* **STATED EXERCISE**
Return every line of the listing below that contains the string "circular", treating uppercase and lowercase letters as different.

Items stored from a collection
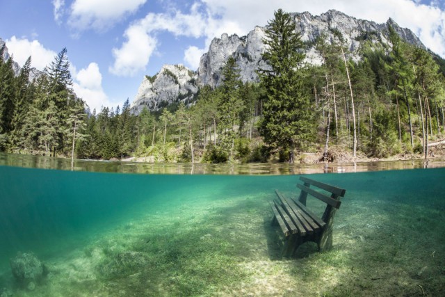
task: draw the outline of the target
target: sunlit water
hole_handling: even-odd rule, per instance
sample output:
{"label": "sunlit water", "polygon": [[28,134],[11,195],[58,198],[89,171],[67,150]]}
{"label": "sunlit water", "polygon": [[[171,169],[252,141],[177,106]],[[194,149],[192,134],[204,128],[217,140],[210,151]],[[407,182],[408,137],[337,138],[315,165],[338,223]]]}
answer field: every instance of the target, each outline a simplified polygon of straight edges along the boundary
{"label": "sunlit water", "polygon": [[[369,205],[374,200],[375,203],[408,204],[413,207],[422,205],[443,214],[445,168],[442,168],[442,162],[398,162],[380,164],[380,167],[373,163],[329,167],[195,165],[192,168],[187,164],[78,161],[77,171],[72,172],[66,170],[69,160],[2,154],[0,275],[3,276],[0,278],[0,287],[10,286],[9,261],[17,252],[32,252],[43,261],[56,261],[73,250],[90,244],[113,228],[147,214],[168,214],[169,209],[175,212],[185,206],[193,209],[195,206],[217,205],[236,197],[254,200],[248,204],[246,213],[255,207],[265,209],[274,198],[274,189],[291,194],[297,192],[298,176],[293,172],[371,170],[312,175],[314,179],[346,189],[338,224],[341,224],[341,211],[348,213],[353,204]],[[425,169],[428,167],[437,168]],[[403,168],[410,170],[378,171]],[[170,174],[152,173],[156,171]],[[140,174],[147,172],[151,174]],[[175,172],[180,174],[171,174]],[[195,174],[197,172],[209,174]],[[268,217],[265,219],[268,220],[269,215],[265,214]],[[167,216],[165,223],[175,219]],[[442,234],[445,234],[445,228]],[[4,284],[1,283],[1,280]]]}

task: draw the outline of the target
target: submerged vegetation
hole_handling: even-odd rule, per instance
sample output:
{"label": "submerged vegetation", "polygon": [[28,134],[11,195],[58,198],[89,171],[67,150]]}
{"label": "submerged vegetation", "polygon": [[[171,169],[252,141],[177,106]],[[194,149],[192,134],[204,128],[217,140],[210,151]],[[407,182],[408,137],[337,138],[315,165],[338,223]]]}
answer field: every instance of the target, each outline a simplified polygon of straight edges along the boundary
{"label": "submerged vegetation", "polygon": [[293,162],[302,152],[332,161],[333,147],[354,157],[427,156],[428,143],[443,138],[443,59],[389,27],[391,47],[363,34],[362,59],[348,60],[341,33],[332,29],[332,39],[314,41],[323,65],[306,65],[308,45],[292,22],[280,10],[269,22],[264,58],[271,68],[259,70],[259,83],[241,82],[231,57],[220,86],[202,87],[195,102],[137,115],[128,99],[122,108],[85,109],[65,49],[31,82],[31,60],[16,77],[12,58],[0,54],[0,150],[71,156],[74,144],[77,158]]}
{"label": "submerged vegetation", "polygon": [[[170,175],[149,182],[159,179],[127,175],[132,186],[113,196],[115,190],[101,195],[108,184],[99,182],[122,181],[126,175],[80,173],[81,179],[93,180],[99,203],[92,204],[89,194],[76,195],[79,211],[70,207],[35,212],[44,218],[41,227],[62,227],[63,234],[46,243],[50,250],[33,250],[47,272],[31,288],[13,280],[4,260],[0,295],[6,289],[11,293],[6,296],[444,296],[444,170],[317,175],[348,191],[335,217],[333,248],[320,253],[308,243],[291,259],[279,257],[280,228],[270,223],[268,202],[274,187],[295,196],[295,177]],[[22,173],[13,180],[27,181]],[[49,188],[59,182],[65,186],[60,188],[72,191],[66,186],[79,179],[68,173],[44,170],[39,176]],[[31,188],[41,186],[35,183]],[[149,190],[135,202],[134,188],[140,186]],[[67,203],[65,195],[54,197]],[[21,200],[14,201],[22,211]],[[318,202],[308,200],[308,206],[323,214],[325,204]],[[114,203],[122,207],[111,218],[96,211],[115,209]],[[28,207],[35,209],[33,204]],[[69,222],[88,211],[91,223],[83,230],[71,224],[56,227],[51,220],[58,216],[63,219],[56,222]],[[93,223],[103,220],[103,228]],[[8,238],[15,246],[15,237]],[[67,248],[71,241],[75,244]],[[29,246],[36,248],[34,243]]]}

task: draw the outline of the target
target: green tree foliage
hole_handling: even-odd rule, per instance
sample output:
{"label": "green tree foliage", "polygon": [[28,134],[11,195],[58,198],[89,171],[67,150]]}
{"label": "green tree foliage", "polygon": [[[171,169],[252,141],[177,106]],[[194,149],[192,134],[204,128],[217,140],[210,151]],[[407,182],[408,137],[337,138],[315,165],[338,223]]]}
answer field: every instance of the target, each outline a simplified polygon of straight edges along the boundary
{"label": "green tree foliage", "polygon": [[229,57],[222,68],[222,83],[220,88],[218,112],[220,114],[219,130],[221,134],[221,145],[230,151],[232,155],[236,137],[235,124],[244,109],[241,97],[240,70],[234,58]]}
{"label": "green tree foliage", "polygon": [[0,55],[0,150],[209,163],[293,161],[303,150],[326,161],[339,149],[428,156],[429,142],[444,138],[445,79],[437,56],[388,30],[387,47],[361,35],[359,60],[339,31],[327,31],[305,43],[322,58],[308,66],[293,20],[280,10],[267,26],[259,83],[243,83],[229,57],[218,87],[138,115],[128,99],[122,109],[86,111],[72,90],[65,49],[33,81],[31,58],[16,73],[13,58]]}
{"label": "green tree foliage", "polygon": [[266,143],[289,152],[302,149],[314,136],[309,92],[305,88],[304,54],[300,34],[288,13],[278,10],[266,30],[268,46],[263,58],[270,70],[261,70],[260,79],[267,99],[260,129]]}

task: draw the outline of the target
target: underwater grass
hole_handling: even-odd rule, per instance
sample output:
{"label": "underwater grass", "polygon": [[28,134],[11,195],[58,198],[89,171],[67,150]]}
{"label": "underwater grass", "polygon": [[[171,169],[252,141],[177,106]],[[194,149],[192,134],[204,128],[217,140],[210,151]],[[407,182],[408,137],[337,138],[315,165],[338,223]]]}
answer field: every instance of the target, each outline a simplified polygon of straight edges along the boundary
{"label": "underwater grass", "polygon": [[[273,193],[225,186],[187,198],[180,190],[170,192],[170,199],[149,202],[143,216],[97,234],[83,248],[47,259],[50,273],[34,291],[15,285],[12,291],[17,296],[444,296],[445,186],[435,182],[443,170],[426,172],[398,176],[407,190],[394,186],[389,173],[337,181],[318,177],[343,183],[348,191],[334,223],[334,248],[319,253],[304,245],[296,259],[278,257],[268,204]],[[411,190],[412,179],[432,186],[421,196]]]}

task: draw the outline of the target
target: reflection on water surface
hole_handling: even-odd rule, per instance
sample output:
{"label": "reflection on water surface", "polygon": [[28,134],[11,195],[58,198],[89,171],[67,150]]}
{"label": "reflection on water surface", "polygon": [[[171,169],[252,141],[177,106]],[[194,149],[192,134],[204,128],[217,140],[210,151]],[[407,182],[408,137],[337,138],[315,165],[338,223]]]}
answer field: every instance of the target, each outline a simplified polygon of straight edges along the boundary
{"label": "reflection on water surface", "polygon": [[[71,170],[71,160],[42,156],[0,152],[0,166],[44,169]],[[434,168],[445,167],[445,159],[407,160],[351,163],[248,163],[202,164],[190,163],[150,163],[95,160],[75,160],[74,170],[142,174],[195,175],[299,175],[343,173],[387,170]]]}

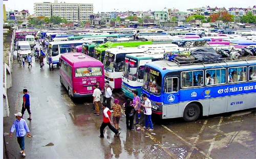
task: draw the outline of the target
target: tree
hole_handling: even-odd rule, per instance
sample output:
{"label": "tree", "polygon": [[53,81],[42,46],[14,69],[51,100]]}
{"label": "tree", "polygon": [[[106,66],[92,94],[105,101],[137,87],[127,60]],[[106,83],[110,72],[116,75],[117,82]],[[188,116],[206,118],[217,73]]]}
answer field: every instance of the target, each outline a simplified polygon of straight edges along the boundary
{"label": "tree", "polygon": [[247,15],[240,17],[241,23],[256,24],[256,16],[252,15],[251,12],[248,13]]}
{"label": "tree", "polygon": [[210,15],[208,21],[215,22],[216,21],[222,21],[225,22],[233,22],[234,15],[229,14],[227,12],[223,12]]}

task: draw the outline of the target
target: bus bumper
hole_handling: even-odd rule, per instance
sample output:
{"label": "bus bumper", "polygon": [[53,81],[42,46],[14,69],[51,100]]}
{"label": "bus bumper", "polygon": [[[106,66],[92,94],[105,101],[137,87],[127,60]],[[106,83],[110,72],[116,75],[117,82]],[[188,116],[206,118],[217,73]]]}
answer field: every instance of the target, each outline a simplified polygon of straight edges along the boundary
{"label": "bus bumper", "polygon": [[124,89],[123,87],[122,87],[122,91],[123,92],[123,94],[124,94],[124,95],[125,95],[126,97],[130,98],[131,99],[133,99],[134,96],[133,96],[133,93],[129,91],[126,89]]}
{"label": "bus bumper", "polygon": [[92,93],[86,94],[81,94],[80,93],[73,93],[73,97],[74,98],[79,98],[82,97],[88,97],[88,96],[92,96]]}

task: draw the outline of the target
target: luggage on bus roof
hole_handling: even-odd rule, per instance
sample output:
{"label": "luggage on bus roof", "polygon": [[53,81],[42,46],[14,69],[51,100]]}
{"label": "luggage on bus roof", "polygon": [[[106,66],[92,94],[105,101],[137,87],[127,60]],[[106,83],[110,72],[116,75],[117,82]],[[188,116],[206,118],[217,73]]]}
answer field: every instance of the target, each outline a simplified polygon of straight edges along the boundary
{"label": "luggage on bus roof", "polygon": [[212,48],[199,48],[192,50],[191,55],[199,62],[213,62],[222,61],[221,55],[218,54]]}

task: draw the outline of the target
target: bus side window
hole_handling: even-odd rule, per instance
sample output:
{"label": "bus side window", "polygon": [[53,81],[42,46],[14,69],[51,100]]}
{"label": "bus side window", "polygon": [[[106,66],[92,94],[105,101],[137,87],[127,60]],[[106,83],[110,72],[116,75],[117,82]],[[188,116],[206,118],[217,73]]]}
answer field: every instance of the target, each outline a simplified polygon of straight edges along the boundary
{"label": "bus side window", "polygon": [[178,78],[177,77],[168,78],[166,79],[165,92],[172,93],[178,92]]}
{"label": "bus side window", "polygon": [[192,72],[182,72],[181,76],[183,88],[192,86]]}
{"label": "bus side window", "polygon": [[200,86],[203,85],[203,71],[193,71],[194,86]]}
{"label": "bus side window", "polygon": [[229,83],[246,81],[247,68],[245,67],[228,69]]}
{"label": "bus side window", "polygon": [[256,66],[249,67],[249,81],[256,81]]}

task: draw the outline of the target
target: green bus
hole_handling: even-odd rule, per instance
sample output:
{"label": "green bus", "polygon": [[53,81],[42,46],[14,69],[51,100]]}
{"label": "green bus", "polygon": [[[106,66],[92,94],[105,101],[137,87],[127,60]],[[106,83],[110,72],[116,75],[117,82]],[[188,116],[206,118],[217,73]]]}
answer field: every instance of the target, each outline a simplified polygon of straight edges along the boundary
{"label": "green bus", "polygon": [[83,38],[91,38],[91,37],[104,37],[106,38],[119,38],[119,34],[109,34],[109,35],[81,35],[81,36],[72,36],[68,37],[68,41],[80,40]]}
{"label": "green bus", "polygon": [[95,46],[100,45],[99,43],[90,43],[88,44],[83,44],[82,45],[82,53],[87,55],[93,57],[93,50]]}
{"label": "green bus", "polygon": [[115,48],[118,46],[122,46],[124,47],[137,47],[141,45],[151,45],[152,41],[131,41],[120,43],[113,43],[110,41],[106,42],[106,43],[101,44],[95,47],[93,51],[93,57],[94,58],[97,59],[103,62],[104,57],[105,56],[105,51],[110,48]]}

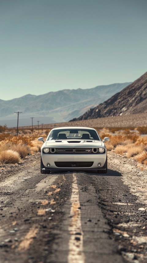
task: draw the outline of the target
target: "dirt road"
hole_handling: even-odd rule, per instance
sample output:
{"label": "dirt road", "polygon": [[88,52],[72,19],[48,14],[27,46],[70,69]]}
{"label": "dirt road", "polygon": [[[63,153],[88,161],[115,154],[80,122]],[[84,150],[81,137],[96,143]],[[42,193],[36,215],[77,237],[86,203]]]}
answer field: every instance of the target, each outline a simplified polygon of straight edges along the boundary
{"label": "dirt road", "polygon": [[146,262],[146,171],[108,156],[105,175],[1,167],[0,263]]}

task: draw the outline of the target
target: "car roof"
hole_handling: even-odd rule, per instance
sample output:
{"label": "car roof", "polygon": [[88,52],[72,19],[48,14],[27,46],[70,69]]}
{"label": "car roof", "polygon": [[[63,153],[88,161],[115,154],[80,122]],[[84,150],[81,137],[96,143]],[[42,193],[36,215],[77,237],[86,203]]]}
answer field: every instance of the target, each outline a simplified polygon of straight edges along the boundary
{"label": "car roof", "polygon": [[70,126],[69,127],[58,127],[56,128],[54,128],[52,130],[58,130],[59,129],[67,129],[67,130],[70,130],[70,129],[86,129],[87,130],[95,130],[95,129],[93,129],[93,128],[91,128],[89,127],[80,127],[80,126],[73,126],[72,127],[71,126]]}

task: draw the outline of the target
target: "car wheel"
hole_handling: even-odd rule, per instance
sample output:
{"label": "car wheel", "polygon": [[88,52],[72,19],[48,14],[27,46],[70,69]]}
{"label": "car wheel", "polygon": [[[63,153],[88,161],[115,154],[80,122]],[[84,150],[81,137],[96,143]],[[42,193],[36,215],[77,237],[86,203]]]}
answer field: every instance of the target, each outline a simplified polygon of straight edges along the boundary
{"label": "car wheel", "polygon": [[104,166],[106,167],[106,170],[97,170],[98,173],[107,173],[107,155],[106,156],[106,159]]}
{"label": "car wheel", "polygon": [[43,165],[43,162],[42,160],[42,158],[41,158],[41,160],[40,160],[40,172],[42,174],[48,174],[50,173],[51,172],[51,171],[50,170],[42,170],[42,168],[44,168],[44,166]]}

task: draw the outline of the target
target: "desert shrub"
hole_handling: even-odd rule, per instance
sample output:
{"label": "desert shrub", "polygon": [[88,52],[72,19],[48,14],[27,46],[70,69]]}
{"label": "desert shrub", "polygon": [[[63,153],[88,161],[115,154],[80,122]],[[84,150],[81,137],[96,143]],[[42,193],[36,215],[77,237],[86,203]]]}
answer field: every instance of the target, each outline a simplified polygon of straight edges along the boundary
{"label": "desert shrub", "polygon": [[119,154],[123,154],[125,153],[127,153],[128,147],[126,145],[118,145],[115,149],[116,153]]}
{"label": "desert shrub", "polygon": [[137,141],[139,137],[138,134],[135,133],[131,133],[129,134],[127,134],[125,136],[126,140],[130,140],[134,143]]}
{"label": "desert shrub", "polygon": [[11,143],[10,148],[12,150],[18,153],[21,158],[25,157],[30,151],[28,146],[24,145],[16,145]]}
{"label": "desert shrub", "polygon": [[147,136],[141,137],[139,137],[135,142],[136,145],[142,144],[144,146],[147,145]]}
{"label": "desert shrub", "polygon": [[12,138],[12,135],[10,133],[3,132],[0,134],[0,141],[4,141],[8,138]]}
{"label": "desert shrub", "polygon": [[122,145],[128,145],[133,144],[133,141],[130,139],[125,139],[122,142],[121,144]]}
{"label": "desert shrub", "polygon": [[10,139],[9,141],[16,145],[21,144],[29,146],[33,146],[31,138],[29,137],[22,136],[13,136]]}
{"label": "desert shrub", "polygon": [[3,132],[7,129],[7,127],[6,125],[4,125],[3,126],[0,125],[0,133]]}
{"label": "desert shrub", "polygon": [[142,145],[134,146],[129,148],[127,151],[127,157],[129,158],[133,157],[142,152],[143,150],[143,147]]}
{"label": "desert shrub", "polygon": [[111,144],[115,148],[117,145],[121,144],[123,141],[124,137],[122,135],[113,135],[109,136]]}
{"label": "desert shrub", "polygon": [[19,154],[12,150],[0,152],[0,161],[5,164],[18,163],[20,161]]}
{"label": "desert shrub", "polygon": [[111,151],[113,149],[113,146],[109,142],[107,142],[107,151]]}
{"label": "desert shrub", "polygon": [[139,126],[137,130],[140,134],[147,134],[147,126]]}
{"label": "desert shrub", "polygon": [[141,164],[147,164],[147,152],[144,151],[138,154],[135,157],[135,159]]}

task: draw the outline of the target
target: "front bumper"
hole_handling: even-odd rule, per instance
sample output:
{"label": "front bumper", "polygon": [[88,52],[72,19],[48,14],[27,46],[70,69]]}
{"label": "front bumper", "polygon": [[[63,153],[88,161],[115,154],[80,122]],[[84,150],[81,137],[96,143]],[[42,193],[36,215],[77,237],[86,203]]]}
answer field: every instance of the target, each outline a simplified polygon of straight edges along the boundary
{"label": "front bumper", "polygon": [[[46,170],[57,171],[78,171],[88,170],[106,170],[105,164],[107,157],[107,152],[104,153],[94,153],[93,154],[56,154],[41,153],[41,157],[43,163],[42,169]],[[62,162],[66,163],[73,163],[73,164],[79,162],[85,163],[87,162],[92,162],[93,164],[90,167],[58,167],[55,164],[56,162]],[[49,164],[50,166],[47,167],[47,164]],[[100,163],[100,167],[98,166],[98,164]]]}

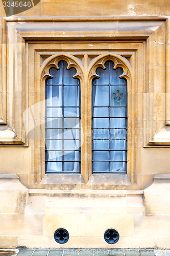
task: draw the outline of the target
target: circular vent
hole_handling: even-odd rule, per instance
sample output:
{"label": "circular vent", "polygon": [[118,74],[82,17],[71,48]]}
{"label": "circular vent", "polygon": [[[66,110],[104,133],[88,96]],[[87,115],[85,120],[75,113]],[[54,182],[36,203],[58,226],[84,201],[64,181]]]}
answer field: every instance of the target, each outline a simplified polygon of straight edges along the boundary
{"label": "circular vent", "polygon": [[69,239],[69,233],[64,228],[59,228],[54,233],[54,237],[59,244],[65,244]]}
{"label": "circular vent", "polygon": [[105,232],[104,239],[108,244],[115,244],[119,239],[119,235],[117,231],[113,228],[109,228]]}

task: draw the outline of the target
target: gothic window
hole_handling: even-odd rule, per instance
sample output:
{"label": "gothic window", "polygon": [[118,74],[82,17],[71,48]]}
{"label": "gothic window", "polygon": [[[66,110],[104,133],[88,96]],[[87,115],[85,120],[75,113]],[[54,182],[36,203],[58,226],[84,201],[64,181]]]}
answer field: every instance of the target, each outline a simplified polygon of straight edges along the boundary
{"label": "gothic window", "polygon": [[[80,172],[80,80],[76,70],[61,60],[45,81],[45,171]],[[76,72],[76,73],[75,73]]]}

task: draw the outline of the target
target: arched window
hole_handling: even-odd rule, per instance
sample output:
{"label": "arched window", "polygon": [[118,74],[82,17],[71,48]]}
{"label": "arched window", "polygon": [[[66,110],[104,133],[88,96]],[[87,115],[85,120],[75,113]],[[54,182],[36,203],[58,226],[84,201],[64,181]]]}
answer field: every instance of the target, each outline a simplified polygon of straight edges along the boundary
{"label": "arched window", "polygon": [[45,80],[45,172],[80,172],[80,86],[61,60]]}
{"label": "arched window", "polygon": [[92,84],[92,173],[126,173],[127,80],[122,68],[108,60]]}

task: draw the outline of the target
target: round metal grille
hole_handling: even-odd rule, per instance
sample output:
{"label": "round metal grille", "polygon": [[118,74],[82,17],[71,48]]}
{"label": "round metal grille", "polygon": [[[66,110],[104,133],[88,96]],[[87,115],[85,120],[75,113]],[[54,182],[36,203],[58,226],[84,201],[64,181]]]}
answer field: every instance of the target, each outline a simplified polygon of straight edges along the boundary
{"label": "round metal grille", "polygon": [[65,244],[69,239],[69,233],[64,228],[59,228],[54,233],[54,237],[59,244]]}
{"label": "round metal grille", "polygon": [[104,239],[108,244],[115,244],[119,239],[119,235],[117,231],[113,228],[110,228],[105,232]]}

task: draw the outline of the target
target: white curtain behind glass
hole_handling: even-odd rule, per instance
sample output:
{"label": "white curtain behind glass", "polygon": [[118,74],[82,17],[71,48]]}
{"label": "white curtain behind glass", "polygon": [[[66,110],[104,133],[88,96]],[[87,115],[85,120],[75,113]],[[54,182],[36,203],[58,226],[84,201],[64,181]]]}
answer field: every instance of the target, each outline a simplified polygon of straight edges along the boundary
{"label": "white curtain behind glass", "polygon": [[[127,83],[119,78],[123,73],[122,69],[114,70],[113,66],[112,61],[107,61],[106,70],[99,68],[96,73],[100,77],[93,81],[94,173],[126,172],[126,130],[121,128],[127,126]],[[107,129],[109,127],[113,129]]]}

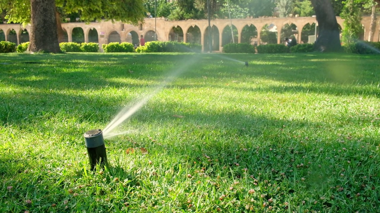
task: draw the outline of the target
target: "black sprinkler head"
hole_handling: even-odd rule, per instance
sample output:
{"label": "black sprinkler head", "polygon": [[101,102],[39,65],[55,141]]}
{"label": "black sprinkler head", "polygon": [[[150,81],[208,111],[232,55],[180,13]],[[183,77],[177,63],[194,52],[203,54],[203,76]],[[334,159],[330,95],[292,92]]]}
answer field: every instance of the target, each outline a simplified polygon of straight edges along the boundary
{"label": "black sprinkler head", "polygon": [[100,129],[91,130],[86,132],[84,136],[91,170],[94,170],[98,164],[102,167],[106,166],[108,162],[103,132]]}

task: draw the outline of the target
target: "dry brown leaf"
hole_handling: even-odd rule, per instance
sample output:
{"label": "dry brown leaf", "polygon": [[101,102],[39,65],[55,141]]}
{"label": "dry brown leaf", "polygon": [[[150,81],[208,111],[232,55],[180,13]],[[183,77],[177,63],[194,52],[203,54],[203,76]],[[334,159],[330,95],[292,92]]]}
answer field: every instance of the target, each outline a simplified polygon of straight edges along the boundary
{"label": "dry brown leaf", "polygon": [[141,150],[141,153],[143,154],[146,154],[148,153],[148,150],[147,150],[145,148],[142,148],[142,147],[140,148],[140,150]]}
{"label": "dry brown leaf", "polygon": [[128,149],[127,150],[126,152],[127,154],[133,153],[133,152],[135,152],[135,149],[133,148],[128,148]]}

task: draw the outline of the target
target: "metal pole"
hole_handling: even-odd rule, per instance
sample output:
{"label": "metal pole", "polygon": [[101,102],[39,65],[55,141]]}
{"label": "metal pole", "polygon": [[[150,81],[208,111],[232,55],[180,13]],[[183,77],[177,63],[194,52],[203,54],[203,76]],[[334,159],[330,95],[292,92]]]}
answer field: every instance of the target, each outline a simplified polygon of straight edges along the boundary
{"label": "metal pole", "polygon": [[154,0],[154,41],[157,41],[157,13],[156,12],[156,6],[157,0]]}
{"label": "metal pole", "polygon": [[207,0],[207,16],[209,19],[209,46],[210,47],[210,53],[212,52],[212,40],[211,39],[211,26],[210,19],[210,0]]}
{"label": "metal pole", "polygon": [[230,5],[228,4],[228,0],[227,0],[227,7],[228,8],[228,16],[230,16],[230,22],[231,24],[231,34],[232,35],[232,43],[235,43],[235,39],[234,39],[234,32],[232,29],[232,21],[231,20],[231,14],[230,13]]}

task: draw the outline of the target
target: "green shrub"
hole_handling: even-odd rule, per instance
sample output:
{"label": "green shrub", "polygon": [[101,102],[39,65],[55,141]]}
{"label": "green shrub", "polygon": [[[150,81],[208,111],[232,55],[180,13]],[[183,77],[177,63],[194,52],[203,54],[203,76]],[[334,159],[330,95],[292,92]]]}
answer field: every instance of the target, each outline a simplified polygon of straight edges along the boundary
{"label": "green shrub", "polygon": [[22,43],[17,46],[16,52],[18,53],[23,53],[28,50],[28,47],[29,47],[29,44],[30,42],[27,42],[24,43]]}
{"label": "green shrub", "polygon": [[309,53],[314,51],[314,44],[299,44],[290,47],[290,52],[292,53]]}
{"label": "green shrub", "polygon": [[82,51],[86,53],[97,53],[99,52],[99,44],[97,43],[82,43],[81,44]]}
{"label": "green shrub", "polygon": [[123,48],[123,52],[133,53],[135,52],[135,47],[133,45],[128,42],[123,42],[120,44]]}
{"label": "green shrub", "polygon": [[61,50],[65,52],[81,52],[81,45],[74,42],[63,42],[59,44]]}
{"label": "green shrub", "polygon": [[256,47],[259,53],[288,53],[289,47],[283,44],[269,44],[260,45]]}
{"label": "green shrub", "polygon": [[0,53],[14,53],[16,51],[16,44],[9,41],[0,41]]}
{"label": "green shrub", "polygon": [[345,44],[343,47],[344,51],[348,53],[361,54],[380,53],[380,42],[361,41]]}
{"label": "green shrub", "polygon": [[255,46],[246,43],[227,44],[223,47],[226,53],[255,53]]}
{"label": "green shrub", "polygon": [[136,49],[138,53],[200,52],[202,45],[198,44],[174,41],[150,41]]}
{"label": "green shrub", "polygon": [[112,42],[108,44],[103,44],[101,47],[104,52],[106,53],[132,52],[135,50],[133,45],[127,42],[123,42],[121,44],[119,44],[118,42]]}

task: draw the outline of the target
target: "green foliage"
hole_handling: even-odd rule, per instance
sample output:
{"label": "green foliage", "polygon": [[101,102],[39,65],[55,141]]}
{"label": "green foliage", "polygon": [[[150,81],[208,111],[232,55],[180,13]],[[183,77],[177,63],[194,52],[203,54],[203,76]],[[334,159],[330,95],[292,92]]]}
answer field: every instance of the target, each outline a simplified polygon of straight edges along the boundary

* **ANSWER TO THIS EXERCISE**
target: circular vent
{"label": "circular vent", "polygon": [[118,74],[82,17],[71,48]]}
{"label": "circular vent", "polygon": [[[66,110],[104,133],[88,96]],[[87,115],[85,120],[75,113]],[[54,182],[36,203],[58,226],[84,201],[64,181]]]}
{"label": "circular vent", "polygon": [[69,239],[69,233],[64,228],[59,228],[54,233],[54,237],[59,244],[65,244]]}
{"label": "circular vent", "polygon": [[105,232],[104,239],[108,244],[115,244],[119,239],[119,235],[117,231],[113,228],[109,228]]}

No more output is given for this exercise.